Exercise:
Set out every line of the records below as a JSON list of strings, one string per line, leaving out blank lines and the pictures.

Stored records
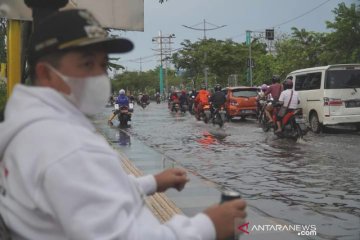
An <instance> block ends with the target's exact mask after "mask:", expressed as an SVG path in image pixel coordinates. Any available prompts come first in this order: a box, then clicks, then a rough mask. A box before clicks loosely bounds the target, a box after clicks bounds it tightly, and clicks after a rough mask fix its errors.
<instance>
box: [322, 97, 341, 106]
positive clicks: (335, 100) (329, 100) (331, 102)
mask: <svg viewBox="0 0 360 240" xmlns="http://www.w3.org/2000/svg"><path fill="white" fill-rule="evenodd" d="M342 105H343V101H342V100H341V99H340V98H324V106H342Z"/></svg>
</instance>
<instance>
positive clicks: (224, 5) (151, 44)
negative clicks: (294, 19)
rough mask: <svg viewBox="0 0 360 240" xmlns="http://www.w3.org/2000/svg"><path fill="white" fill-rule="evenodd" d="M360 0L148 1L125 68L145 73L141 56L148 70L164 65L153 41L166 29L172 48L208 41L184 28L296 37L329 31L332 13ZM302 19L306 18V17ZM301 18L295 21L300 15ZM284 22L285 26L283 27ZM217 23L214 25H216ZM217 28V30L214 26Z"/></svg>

Worked solution:
[
  "An <instance> block ends with the target's exact mask after \"mask:\", expressed as an SVG path in image pixel coordinates. Any available prompts come first in this order: a box, then clicks, then a rough mask. A box before clicks loosely bounds the target, a box after clicks bounds it tightly, and clicks after a rough mask fix its errors.",
  "<instance>",
  "box: [322, 97, 341, 106]",
  "positive clicks: (335, 100) (329, 100) (331, 102)",
  "mask: <svg viewBox=\"0 0 360 240\" xmlns=\"http://www.w3.org/2000/svg\"><path fill=\"white\" fill-rule=\"evenodd\" d=\"M342 105H343V101H342V100H341V99H340V98H324V106H342Z\"/></svg>",
  "</instance>",
  "<instance>",
  "positive clicks: (224, 5) (151, 44)",
  "negative clicks: (294, 19)",
  "rough mask: <svg viewBox=\"0 0 360 240\" xmlns=\"http://www.w3.org/2000/svg\"><path fill=\"white\" fill-rule=\"evenodd\" d=\"M360 0L148 1L125 68L145 73L141 56L148 70L164 65L153 41L166 29L172 48L208 41L184 28L296 37L329 31L332 13ZM302 19L306 18V17ZM301 18L295 21L300 15ZM284 22L285 26L283 27ZM217 23L214 25H216ZM217 28V30L214 26Z\"/></svg>"
]